* Stated goal
Locate each line in the listing below that contains the word "rear" with the same capitalization, and copy those lines.

* Working data
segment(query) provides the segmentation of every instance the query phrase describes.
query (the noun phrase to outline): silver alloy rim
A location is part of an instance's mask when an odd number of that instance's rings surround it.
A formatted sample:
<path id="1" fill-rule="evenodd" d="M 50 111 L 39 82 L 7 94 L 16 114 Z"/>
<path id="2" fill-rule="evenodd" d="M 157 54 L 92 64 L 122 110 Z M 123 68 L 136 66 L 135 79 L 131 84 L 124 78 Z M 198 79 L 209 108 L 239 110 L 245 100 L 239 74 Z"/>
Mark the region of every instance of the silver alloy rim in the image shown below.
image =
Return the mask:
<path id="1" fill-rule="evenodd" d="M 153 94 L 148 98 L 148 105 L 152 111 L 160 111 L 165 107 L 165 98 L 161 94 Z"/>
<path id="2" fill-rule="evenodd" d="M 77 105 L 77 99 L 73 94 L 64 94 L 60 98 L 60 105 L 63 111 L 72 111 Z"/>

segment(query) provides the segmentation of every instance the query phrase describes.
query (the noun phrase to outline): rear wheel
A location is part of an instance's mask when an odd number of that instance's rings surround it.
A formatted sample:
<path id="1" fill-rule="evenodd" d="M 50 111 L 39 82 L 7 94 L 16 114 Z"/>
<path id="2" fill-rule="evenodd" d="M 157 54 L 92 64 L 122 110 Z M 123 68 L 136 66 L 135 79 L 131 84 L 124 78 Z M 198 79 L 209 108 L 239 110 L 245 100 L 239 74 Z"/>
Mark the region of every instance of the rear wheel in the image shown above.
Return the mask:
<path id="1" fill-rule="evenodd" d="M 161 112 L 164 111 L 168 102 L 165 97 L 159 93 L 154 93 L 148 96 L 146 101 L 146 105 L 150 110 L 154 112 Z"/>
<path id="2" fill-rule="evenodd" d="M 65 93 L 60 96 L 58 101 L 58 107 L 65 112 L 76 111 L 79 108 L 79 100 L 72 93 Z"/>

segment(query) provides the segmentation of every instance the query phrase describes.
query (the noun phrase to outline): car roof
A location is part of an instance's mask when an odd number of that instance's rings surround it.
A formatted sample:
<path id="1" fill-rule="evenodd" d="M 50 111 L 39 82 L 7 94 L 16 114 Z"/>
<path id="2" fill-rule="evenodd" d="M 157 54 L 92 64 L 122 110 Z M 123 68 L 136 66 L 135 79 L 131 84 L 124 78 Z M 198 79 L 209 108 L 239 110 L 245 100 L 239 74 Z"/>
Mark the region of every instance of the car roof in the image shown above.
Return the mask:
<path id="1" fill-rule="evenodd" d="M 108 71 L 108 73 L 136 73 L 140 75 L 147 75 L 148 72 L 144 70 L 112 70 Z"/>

* The reply
query (the noun phrase to outline): rear wheel
Mark the region of every instance of the rear wheel in the image shown above.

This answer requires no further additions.